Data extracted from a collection
## START
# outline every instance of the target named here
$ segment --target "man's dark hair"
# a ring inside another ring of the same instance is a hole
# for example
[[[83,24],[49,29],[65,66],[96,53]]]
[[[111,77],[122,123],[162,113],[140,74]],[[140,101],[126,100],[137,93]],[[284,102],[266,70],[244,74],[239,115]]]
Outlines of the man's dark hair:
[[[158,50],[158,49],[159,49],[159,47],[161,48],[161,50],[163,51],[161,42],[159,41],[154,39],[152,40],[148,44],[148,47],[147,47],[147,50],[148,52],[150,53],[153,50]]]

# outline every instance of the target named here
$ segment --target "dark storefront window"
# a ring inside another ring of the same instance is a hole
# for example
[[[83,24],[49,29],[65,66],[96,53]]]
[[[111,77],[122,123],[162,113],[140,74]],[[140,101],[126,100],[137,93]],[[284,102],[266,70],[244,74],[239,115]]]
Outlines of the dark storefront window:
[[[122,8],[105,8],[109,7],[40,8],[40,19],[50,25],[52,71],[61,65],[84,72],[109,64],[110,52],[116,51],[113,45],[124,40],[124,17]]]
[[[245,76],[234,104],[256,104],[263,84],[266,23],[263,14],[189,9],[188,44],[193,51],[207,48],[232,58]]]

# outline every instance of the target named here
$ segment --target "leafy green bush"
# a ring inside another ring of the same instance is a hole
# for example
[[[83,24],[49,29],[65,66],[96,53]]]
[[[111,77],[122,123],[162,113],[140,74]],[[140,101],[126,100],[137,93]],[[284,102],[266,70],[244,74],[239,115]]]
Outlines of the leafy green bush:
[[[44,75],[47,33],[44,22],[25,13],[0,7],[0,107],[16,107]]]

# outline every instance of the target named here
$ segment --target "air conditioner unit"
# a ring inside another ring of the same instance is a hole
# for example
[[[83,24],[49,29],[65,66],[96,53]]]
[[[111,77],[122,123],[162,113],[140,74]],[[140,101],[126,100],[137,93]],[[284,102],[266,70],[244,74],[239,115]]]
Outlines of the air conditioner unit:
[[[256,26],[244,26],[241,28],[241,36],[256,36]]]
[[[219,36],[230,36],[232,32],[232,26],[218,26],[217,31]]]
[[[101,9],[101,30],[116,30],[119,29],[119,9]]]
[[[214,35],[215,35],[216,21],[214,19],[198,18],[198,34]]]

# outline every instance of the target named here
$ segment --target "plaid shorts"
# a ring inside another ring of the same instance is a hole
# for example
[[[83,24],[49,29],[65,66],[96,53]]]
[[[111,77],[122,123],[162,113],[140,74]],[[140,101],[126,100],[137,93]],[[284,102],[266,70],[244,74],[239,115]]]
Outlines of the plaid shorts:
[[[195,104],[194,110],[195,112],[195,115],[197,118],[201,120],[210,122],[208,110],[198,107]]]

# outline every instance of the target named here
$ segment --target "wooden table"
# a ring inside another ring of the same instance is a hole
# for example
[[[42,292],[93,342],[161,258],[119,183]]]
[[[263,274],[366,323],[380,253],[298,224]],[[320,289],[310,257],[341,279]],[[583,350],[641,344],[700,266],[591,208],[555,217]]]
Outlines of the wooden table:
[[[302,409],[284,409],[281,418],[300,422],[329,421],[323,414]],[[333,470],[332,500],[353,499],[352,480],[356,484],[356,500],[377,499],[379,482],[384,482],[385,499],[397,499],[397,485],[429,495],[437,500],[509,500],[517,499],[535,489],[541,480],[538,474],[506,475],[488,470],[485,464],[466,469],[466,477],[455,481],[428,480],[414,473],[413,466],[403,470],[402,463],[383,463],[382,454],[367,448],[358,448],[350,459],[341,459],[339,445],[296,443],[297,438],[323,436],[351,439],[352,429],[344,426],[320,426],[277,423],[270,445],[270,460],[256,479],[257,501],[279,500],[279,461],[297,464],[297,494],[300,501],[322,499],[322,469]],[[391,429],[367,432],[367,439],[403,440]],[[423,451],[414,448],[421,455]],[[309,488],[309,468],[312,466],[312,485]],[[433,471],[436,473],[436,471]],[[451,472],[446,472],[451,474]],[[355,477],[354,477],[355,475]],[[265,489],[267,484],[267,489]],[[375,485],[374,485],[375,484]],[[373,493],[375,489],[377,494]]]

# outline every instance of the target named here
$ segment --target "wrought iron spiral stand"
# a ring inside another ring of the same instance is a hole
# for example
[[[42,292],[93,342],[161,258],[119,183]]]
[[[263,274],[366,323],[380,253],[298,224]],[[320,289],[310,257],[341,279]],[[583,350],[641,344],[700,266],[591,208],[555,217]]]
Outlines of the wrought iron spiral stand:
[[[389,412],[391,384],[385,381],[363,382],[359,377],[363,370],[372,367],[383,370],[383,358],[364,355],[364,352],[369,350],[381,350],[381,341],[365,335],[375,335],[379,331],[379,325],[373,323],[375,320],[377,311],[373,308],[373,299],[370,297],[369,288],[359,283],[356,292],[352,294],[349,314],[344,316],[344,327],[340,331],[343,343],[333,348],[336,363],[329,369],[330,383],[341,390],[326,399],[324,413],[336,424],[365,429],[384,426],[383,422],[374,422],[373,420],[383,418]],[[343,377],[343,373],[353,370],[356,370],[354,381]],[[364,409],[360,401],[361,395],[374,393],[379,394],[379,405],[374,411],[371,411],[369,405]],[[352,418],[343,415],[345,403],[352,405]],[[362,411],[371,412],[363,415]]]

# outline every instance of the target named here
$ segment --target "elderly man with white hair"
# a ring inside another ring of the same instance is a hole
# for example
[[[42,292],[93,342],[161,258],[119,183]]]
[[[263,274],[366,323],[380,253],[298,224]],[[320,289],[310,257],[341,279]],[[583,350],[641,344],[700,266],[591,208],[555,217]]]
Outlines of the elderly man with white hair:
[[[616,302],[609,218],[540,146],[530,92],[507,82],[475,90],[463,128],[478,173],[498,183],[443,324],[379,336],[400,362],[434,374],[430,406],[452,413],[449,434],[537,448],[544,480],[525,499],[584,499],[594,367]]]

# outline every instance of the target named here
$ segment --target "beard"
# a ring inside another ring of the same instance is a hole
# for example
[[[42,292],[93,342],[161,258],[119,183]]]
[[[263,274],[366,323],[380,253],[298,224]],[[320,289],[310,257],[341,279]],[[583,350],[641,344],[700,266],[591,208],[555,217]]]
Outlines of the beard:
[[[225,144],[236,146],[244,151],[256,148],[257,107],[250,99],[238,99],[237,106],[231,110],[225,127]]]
## END
> DIRECTIONS FOR THIS TASK
Transcribe the material exactly as it reads.

> COMPLETED TASK
# outline every instance of the target named here
$ segment --target "man's dark hair"
# a ring inside another ring of the same instance is a hole
# for example
[[[83,24],[49,29],[65,66],[96,53]]]
[[[111,77],[122,123],[162,113],[140,74]],[[140,101],[126,100],[137,93]],[[284,102],[266,70],[244,74],[239,115]]]
Outlines of the man's dark hair:
[[[158,50],[158,49],[159,49],[159,47],[161,48],[161,50],[163,51],[161,42],[159,41],[154,39],[152,40],[148,44],[148,47],[147,47],[147,50],[148,52],[150,53],[153,50]]]

# outline every instance of the target named here
$ segment --target "dark storefront window"
# a ring inside another ring of the same instance is a hole
# for example
[[[83,24],[49,29],[65,66],[96,53]]]
[[[111,77],[122,123],[162,113],[140,74]],[[140,101],[126,100],[137,93]],[[284,102],[266,70],[244,74],[239,115]]]
Outlines of the dark storefront window:
[[[122,8],[105,8],[109,7],[40,8],[40,19],[50,25],[52,71],[61,65],[84,72],[109,64],[110,52],[116,51],[113,45],[124,40],[124,17]]]
[[[245,76],[234,104],[256,104],[263,84],[266,23],[263,14],[189,9],[188,44],[193,51],[207,48],[232,58]]]

# outline every instance of the target named here
$ segment --target "leafy green bush"
# a ring inside another ring of the same instance is a hole
# for example
[[[83,24],[49,29],[65,66],[96,53]]]
[[[111,77],[122,123],[162,113],[140,74]],[[140,101],[126,100],[137,93]],[[284,102],[266,70],[244,74],[239,115]]]
Outlines of the leafy green bush:
[[[44,75],[47,33],[44,22],[25,13],[0,7],[0,107],[16,107]]]

# outline every instance of the target named here
$ segment --target "air conditioner unit"
# a ring inside another ring of the same instance is a hole
# for example
[[[83,24],[49,29],[65,66],[96,53]]]
[[[111,77],[122,123],[162,113],[140,74]],[[140,101],[126,100],[137,93]],[[284,102],[266,70],[244,74],[239,115]]]
Outlines of the air conditioner unit:
[[[256,26],[244,26],[241,28],[241,36],[256,36]]]
[[[219,36],[230,36],[232,32],[232,26],[218,26],[217,31]]]
[[[101,9],[101,30],[116,30],[119,29],[119,9]]]
[[[214,35],[215,35],[216,21],[214,19],[198,18],[198,34]]]

# outline every instance of the target named here
$ segment --target "plaid shorts"
# a ring inside another ring of the same instance is a hole
# for example
[[[83,24],[49,29],[65,66],[96,53]]]
[[[111,77],[122,123],[162,113],[140,74]],[[140,101],[126,100],[137,93]],[[284,102],[266,70],[244,74],[239,115]]]
Outlines of the plaid shorts:
[[[195,104],[194,110],[195,112],[195,115],[197,118],[201,120],[210,122],[208,110],[198,107]]]

# outline every instance of the target named here
$ segment --target "wooden table"
# a ring inside another ring of the same instance is a hole
# for example
[[[42,292],[93,342],[161,258],[119,183]]]
[[[263,274],[366,323],[380,253],[298,224]],[[320,289],[310,257],[341,279]],[[583,350],[641,344],[700,266],[591,208],[555,217]]]
Outlines of the wooden table:
[[[302,409],[284,409],[281,418],[300,422],[329,421],[323,414]],[[333,470],[332,500],[353,499],[352,480],[356,484],[356,500],[377,499],[379,482],[384,482],[385,499],[397,499],[397,485],[429,495],[437,500],[509,500],[517,499],[535,489],[541,480],[538,474],[506,475],[488,470],[485,464],[466,469],[466,477],[455,481],[428,480],[414,473],[413,466],[403,470],[402,463],[383,463],[382,454],[367,448],[358,448],[350,459],[341,459],[339,445],[296,443],[297,438],[323,436],[351,439],[352,429],[344,426],[320,426],[277,423],[270,445],[270,460],[256,479],[257,501],[279,500],[279,461],[297,464],[297,494],[300,501],[322,499],[322,469]],[[391,429],[367,432],[367,439],[403,440]],[[423,451],[414,448],[421,455]],[[309,488],[309,468],[312,466],[312,485]],[[433,471],[436,473],[436,471]],[[451,472],[446,472],[451,474]],[[355,477],[354,477],[355,475]],[[265,489],[267,484],[267,489]],[[375,485],[374,485],[375,484]],[[373,493],[375,489],[377,494]]]

# outline every instance of the target named here
$ segment --target "wrought iron spiral stand"
# a ring inside another ring of the same instance is a hole
# for example
[[[42,292],[93,342],[161,258],[119,183]]]
[[[263,274],[366,323],[380,253],[298,224]],[[320,289],[310,257],[341,279]],[[583,350],[641,344],[700,266],[591,208],[555,217]]]
Outlines of the wrought iron spiral stand:
[[[389,412],[391,384],[385,381],[363,382],[359,377],[363,370],[372,367],[383,370],[383,358],[364,355],[364,352],[369,350],[381,350],[381,341],[365,335],[375,335],[379,331],[379,325],[373,323],[375,320],[377,311],[373,308],[373,299],[370,297],[369,288],[359,283],[356,292],[352,294],[349,314],[344,316],[344,327],[340,331],[343,343],[333,348],[336,363],[329,369],[330,383],[341,390],[326,399],[324,413],[336,424],[365,429],[384,426],[383,422],[374,422],[373,420],[383,418]],[[343,377],[343,373],[353,370],[356,370],[354,381]],[[364,409],[360,401],[361,395],[374,393],[379,394],[379,405],[374,411],[371,411],[369,405]],[[352,418],[343,415],[345,403],[352,405]],[[362,411],[371,412],[363,415]]]

# outline every instance of the target named here
$ segment --target "elderly man with white hair"
# a ring inside another ring of the same instance is a hole
# for example
[[[42,292],[93,342],[161,258],[119,183]]]
[[[263,274],[366,323],[380,253],[298,224]],[[320,289],[310,257],[341,279]],[[583,350],[641,344],[700,266],[591,208],[555,217]]]
Outlines of the elderly man with white hair:
[[[616,302],[609,218],[540,146],[530,92],[507,82],[475,90],[463,128],[478,173],[498,183],[443,324],[379,336],[400,362],[434,374],[430,406],[452,413],[449,434],[537,448],[544,480],[525,499],[584,499],[594,367]]]

# outline every instance of the target named here
$ segment --target "beard"
# a ring inside another ring of the same instance is a hole
# for example
[[[42,292],[93,342],[161,258],[119,183]]]
[[[263,274],[366,323],[380,253],[298,224]],[[320,289],[310,257],[341,279]],[[583,350],[641,344],[700,266],[591,208],[555,217]]]
Outlines of the beard:
[[[225,144],[236,146],[244,151],[256,148],[257,107],[250,99],[238,99],[237,106],[231,110],[225,127]]]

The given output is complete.